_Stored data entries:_
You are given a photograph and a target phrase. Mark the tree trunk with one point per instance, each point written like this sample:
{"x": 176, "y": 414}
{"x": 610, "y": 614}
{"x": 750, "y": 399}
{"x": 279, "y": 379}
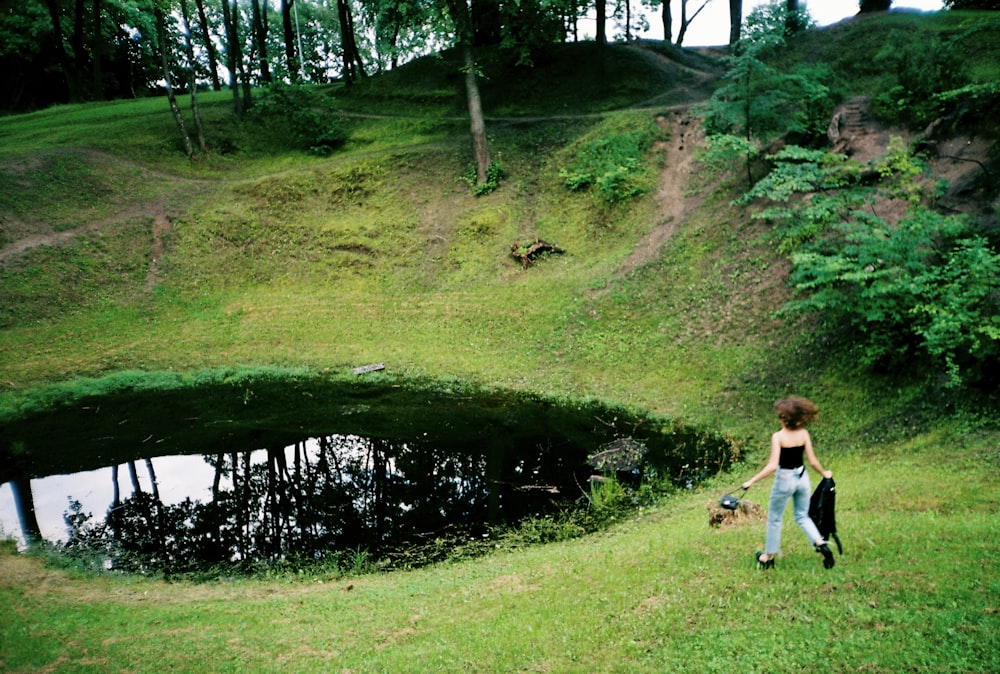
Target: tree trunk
{"x": 353, "y": 65}
{"x": 24, "y": 502}
{"x": 95, "y": 53}
{"x": 232, "y": 55}
{"x": 668, "y": 22}
{"x": 71, "y": 91}
{"x": 161, "y": 32}
{"x": 294, "y": 70}
{"x": 792, "y": 17}
{"x": 735, "y": 20}
{"x": 480, "y": 145}
{"x": 601, "y": 8}
{"x": 206, "y": 34}
{"x": 477, "y": 122}
{"x": 240, "y": 65}
{"x": 193, "y": 85}
{"x": 260, "y": 39}
{"x": 77, "y": 42}
{"x": 686, "y": 21}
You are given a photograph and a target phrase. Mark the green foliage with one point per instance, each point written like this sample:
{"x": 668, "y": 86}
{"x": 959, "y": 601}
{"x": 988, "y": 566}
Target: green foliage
{"x": 612, "y": 166}
{"x": 305, "y": 113}
{"x": 494, "y": 174}
{"x": 973, "y": 4}
{"x": 760, "y": 101}
{"x": 923, "y": 69}
{"x": 922, "y": 288}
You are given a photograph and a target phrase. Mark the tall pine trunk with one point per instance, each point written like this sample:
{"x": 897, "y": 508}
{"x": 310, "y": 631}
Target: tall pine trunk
{"x": 206, "y": 34}
{"x": 161, "y": 33}
{"x": 477, "y": 123}
{"x": 193, "y": 82}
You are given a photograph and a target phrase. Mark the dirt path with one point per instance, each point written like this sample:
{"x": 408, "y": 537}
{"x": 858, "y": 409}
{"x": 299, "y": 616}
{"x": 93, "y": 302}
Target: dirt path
{"x": 671, "y": 195}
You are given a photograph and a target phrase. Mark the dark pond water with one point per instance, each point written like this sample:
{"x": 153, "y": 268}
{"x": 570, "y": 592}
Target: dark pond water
{"x": 266, "y": 471}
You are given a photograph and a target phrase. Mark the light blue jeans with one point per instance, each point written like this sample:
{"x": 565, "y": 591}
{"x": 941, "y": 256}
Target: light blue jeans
{"x": 789, "y": 483}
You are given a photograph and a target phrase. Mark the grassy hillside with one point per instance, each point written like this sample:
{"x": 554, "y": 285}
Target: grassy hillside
{"x": 119, "y": 255}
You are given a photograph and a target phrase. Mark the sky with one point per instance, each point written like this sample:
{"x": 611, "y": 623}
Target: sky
{"x": 711, "y": 27}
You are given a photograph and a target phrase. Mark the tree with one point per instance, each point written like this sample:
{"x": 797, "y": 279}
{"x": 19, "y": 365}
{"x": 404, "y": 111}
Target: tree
{"x": 209, "y": 44}
{"x": 481, "y": 151}
{"x": 918, "y": 290}
{"x": 686, "y": 20}
{"x": 735, "y": 20}
{"x": 869, "y": 6}
{"x": 164, "y": 50}
{"x": 24, "y": 503}
{"x": 972, "y": 4}
{"x": 193, "y": 79}
{"x": 757, "y": 102}
{"x": 601, "y": 9}
{"x": 353, "y": 65}
{"x": 294, "y": 67}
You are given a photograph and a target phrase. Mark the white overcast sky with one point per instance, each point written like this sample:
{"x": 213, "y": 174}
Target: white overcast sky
{"x": 711, "y": 27}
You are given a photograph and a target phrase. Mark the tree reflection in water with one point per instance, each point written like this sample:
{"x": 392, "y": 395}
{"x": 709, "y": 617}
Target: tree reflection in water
{"x": 321, "y": 499}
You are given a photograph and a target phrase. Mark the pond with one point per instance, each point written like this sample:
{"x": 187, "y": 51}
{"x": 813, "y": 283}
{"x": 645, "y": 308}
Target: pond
{"x": 248, "y": 472}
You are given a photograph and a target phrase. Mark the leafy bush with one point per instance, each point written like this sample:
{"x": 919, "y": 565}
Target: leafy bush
{"x": 494, "y": 174}
{"x": 611, "y": 165}
{"x": 758, "y": 101}
{"x": 923, "y": 69}
{"x": 921, "y": 289}
{"x": 306, "y": 114}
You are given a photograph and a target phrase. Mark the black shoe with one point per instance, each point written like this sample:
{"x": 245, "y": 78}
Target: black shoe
{"x": 828, "y": 560}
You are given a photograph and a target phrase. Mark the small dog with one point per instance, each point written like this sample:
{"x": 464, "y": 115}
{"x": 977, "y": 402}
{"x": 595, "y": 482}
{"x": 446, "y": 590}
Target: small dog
{"x": 745, "y": 511}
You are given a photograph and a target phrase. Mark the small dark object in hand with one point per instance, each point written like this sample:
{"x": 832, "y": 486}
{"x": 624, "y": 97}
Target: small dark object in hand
{"x": 729, "y": 502}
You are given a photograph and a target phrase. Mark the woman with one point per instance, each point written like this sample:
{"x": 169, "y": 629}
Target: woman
{"x": 789, "y": 446}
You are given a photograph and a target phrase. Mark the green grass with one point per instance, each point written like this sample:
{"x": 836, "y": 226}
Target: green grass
{"x": 659, "y": 592}
{"x": 276, "y": 261}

_Exercise requirements:_ The data shown above must be printed again exactly, with no images included.

_The completed task:_
You are given a photograph and a target phrase. Mark the tree trunk with one point per instance, each point written like this sample:
{"x": 176, "y": 414}
{"x": 610, "y": 614}
{"x": 750, "y": 399}
{"x": 279, "y": 379}
Target: tree trunk
{"x": 353, "y": 65}
{"x": 24, "y": 502}
{"x": 95, "y": 53}
{"x": 232, "y": 55}
{"x": 668, "y": 22}
{"x": 71, "y": 91}
{"x": 161, "y": 32}
{"x": 294, "y": 70}
{"x": 792, "y": 17}
{"x": 735, "y": 20}
{"x": 480, "y": 145}
{"x": 601, "y": 8}
{"x": 206, "y": 34}
{"x": 477, "y": 122}
{"x": 240, "y": 65}
{"x": 193, "y": 85}
{"x": 260, "y": 39}
{"x": 77, "y": 42}
{"x": 686, "y": 21}
You are given a photograph and a target phrase. Mark the green foliage with one point per instance, each point written like this sample:
{"x": 668, "y": 86}
{"x": 959, "y": 601}
{"x": 988, "y": 566}
Target: green foliage
{"x": 612, "y": 166}
{"x": 305, "y": 113}
{"x": 494, "y": 174}
{"x": 973, "y": 4}
{"x": 760, "y": 101}
{"x": 923, "y": 69}
{"x": 922, "y": 288}
You are given a photograph and a target phrase. Mark the tall pine trunk with one point per instance, each point written like this sample:
{"x": 897, "y": 508}
{"x": 310, "y": 631}
Target: tall pine trunk
{"x": 206, "y": 34}
{"x": 161, "y": 33}
{"x": 477, "y": 123}
{"x": 193, "y": 82}
You are given a photograph and a target phrase. Mark the dirt path with one point per instance, each point written like this sample:
{"x": 408, "y": 537}
{"x": 858, "y": 409}
{"x": 299, "y": 616}
{"x": 93, "y": 302}
Target: dirt path
{"x": 671, "y": 195}
You are given a photograph and a target phrase. Mark the dark pond water with one point per instance, each point written like this sample:
{"x": 153, "y": 268}
{"x": 570, "y": 592}
Target: dark pond water
{"x": 266, "y": 471}
You are given a photograph and a target phrase. Mark the light blue jeans with one point per instance, each point written like this sample:
{"x": 565, "y": 591}
{"x": 941, "y": 256}
Target: light blue jeans
{"x": 789, "y": 483}
You are given a photograph and a target phrase. Mark the grassy hillside with one point per instance, each point written like this sample:
{"x": 554, "y": 285}
Target: grassy hillside
{"x": 119, "y": 255}
You are given a photograph and a target phrase. Mark the sky with one point per instance, each point written like this sample:
{"x": 611, "y": 623}
Target: sky
{"x": 711, "y": 27}
You are given a photograph and a target phrase. Mark the tree with one point per instance, each point written like this sample:
{"x": 797, "y": 279}
{"x": 19, "y": 365}
{"x": 404, "y": 111}
Target: tree
{"x": 209, "y": 44}
{"x": 481, "y": 151}
{"x": 918, "y": 290}
{"x": 686, "y": 20}
{"x": 735, "y": 20}
{"x": 869, "y": 6}
{"x": 164, "y": 50}
{"x": 24, "y": 503}
{"x": 972, "y": 4}
{"x": 193, "y": 79}
{"x": 757, "y": 102}
{"x": 601, "y": 9}
{"x": 353, "y": 65}
{"x": 294, "y": 67}
You are given a photograph and a target phrase. Mark the white overcast sky with one point per instance, each point written like this sample:
{"x": 213, "y": 174}
Target: white overcast sky
{"x": 711, "y": 27}
You are given a photograph and a target phrase. Mark the tree reflection in water with one point per instance, each point written like this sample:
{"x": 392, "y": 395}
{"x": 709, "y": 617}
Target: tree reflection in water
{"x": 321, "y": 499}
You are given a photograph and a target phrase. Mark the pond with one point per instance, each point written like this sample:
{"x": 187, "y": 51}
{"x": 813, "y": 283}
{"x": 645, "y": 308}
Target: pond
{"x": 248, "y": 472}
You are given a photograph and a target phrase. Mark the leafy bush with one point per instance, each point written like this sample:
{"x": 919, "y": 565}
Target: leafy bush
{"x": 494, "y": 174}
{"x": 611, "y": 165}
{"x": 758, "y": 101}
{"x": 923, "y": 69}
{"x": 921, "y": 289}
{"x": 306, "y": 114}
You are given a photograph and a target phrase. Mark the black shoe with one point per instance, each point written like this sample:
{"x": 245, "y": 78}
Target: black shoe
{"x": 828, "y": 560}
You are given a photograph and a target phrase. Mark the small dog with one point per instance, each point written like this sample:
{"x": 464, "y": 115}
{"x": 977, "y": 402}
{"x": 595, "y": 482}
{"x": 446, "y": 590}
Target: small dog
{"x": 745, "y": 511}
You are given a photograph and a target phrase. Mark the small dark object in hand with one point per instance, each point written like this sample:
{"x": 832, "y": 486}
{"x": 624, "y": 97}
Target: small dark object in hand
{"x": 729, "y": 502}
You are given a photograph and a target phrase. Mark the woman with one point per instance, each point written like this sample:
{"x": 169, "y": 629}
Target: woman
{"x": 789, "y": 446}
You are given a photograph and a target phrase. Mark the green grass with one point per instance, each point written like this sample:
{"x": 836, "y": 226}
Target: green grass
{"x": 659, "y": 592}
{"x": 276, "y": 261}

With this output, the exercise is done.